Can you reproduce every one of the records below word for word, without the pictures?

Items listed in a dataset
start

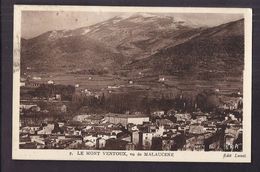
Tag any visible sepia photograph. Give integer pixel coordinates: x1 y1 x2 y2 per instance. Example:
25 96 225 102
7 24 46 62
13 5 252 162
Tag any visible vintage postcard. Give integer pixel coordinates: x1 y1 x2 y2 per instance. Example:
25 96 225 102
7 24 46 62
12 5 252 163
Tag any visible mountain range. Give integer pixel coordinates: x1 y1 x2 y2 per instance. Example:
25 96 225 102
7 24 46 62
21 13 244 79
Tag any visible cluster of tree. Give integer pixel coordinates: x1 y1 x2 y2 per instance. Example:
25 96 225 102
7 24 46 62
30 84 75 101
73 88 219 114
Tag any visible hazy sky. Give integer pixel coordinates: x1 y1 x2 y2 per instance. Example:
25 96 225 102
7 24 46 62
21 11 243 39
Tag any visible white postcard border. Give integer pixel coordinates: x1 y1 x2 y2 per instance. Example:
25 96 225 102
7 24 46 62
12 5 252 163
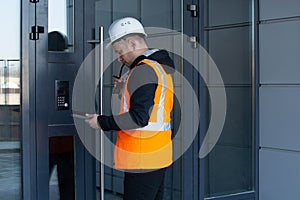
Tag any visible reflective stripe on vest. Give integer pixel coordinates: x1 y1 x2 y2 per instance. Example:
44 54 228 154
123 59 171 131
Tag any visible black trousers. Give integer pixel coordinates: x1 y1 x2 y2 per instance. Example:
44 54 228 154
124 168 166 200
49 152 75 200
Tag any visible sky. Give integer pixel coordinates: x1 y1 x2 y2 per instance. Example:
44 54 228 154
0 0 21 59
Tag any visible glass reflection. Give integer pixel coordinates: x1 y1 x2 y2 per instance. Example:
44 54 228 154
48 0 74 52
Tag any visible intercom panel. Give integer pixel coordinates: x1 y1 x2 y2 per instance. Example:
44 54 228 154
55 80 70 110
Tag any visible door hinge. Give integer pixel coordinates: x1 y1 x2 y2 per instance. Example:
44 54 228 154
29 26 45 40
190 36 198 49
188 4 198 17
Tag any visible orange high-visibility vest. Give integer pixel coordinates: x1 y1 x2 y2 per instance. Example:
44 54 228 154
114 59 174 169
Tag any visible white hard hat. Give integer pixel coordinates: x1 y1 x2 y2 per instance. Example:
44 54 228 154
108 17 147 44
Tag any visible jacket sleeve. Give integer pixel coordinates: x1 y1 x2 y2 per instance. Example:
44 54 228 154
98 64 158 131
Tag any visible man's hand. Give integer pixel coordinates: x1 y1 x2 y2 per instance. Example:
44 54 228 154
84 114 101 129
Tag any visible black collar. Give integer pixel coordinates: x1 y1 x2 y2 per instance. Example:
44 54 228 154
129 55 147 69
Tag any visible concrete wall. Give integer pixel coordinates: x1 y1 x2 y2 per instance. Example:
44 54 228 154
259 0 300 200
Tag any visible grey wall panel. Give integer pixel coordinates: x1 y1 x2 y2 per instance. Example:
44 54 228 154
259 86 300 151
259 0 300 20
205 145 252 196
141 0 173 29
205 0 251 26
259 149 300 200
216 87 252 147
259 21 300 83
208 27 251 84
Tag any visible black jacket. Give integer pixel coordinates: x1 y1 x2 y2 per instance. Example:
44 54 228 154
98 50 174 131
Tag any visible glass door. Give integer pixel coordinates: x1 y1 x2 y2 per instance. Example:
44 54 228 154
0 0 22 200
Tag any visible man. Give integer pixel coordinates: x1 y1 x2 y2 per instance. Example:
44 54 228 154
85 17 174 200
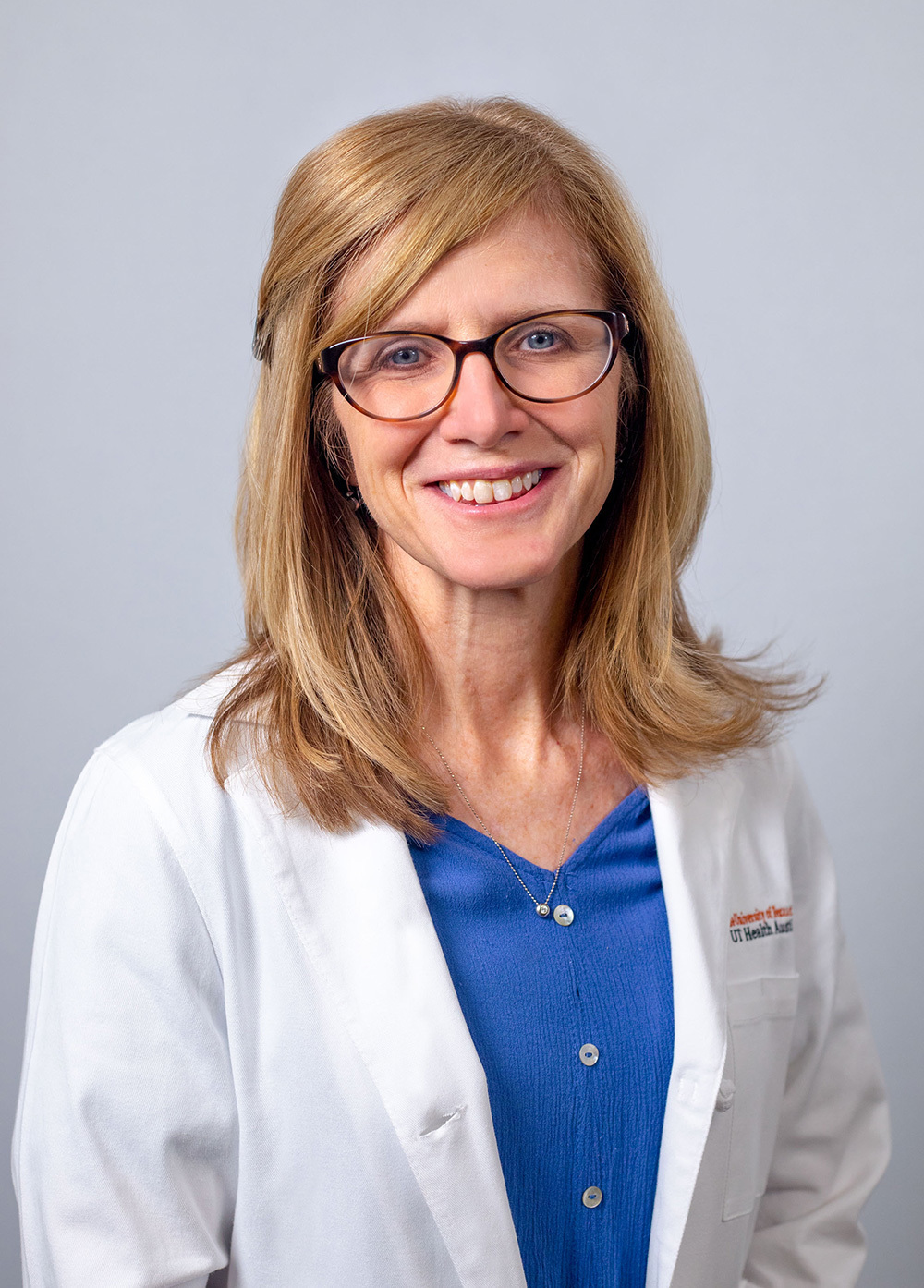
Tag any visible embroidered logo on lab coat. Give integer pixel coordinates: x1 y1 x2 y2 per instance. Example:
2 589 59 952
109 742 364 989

end

WRITTEN ANSWER →
Tag any visible sepia photograph. Give integer pixel coordinates: x1 y1 x2 y2 per instance. Example:
25 96 225 102
7 24 46 62
13 5 252 162
Tag any visible vintage postcard. Give integer pixel coordinates: x1 y1 x2 y2 per instance. Example:
25 96 225 102
7 24 46 62
12 5 252 163
Tag any visible mountain range. Give integer pixel coordinates: x1 y1 x2 y2 per instance. Example:
25 96 225 102
7 24 46 62
21 13 244 79
Tag any visible cluster of tree. Give integer pixel coordinates: x1 y1 x2 y2 per instance. Example:
25 96 225 102
7 24 46 62
30 84 75 101
73 88 219 114
Tag any visible hazy sky. Give integer pixel coordinates: x1 y1 x2 y2 per instance. Example:
25 96 225 102
7 24 46 62
21 11 243 39
Tag any visible white postcard border. Give integer pixel coordinates: x1 y1 x2 y2 per instance. Example:
25 96 225 102
7 24 46 62
12 5 252 163
Tag any visible reflective stripe on vest. Give integer pixel coordinates: x1 y1 x2 y2 per instance. Example:
44 54 228 154
123 59 171 131
Tag any visible black trousers. Give integer pixel coordinates: x1 y1 x2 y2 per instance. Example:
44 54 228 154
124 168 166 200
49 152 75 200
Tag any visible sky. Give integer pixel coordinates: x1 y1 x2 y2 per instance. Example:
44 54 228 154
0 0 21 59
Tag any visible glass reflection. Give integer pixel coordinates: x1 y1 x2 y2 per instance. Example:
44 54 228 154
48 0 74 52
Tag any visible intercom panel. Give integer pixel coordinates: x1 y1 x2 y2 per instance. Example:
44 54 228 154
55 80 70 110
Tag any visible door hinge. Give integer pixel coordinates: x1 y1 x2 y2 per instance. Example:
44 54 228 154
29 26 45 40
190 36 198 49
188 4 198 17
Tag any visible orange high-visibility vest. Give integer pixel coordinates: x1 y1 x2 y2 per instance. Example:
44 54 228 154
114 59 174 169
Tag any visible white hard hat. Give integer pixel coordinates: x1 y1 x2 y2 per instance. Example:
44 54 228 154
108 17 147 44
Tag any visible jacket sleeve. Give integer pixel coordinates: x1 y1 x2 y2 per instance. Example:
44 54 228 154
98 64 158 131
Tag any visible man's hand. Give integer pixel coordinates: x1 y1 x2 y2 per instance. Example:
44 54 228 154
84 114 101 129
Tag any visible black collar. Give integer pixel coordinates: x1 y1 x2 y2 per instance. Example:
44 54 228 154
129 55 147 69
Tag any visible concrete wall. Give integer pixel coordinates: x1 y1 x2 y2 per instance. Example:
44 54 228 154
259 0 300 200
Tag any visible grey wall panel. Give integer pixel coordinates: x1 y1 x2 y2 per instance. Example:
44 54 228 154
259 86 300 151
259 0 300 20
205 145 252 196
141 0 173 29
205 0 251 26
259 149 300 200
216 87 252 147
259 21 300 83
208 27 251 84
Tag any visible black jacket. Give integer pixel coordinates: x1 y1 x2 y2 per instance. Example:
44 54 228 154
98 50 174 131
Tag any visible glass door. Give integer pixel coordinates: x1 y1 x2 y2 per instance. Example:
44 54 228 154
0 0 22 200
Tag any visible man. Give integer pixel coordinates: x1 y1 x2 y2 per instance. Example:
44 54 228 154
85 17 174 200
Tag any visible embroidered logo on lab coat. Give integer pixel coordinates: x1 y1 x2 y2 per instance. Example:
2 589 59 952
109 742 364 989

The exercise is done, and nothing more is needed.